## begin Task data

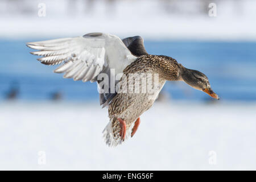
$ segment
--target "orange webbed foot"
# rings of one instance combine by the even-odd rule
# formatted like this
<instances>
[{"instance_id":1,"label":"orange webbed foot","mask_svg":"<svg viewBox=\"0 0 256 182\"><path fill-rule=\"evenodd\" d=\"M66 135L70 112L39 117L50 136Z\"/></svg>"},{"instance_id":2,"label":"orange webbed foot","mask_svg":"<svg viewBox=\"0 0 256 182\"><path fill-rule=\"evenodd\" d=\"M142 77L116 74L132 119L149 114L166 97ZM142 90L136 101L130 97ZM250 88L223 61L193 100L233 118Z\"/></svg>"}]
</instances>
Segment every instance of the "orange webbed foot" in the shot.
<instances>
[{"instance_id":1,"label":"orange webbed foot","mask_svg":"<svg viewBox=\"0 0 256 182\"><path fill-rule=\"evenodd\" d=\"M126 133L126 124L125 123L125 120L121 118L117 118L119 122L120 123L120 136L123 141L125 140L125 134Z\"/></svg>"},{"instance_id":2,"label":"orange webbed foot","mask_svg":"<svg viewBox=\"0 0 256 182\"><path fill-rule=\"evenodd\" d=\"M137 120L136 120L134 123L134 126L133 127L133 130L131 130L131 137L133 137L133 135L134 135L135 133L137 131L139 123L141 123L141 119L138 118Z\"/></svg>"}]
</instances>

## end Task data

Objective – Reproduce all of the items above verbatim, omitting the pictures.

Final result –
$ segment
--target "orange webbed foot"
# rings of one instance combine by the even-odd rule
# formatted like this
<instances>
[{"instance_id":1,"label":"orange webbed foot","mask_svg":"<svg viewBox=\"0 0 256 182\"><path fill-rule=\"evenodd\" d=\"M66 135L70 112L39 117L50 136Z\"/></svg>"},{"instance_id":2,"label":"orange webbed foot","mask_svg":"<svg viewBox=\"0 0 256 182\"><path fill-rule=\"evenodd\" d=\"M142 77L116 74L132 119L149 114L166 97ZM142 90L136 101L130 97ZM250 88L223 61L193 100L233 118Z\"/></svg>"}]
</instances>
Segment every instance of the "orange webbed foot" in the shot.
<instances>
[{"instance_id":1,"label":"orange webbed foot","mask_svg":"<svg viewBox=\"0 0 256 182\"><path fill-rule=\"evenodd\" d=\"M126 133L126 124L125 123L125 120L121 118L117 118L119 122L120 123L120 136L123 141L125 140L125 134Z\"/></svg>"},{"instance_id":2,"label":"orange webbed foot","mask_svg":"<svg viewBox=\"0 0 256 182\"><path fill-rule=\"evenodd\" d=\"M137 120L136 120L134 123L134 126L133 127L133 130L131 130L131 137L133 137L133 135L134 135L135 133L137 131L139 123L141 123L141 119L138 118Z\"/></svg>"}]
</instances>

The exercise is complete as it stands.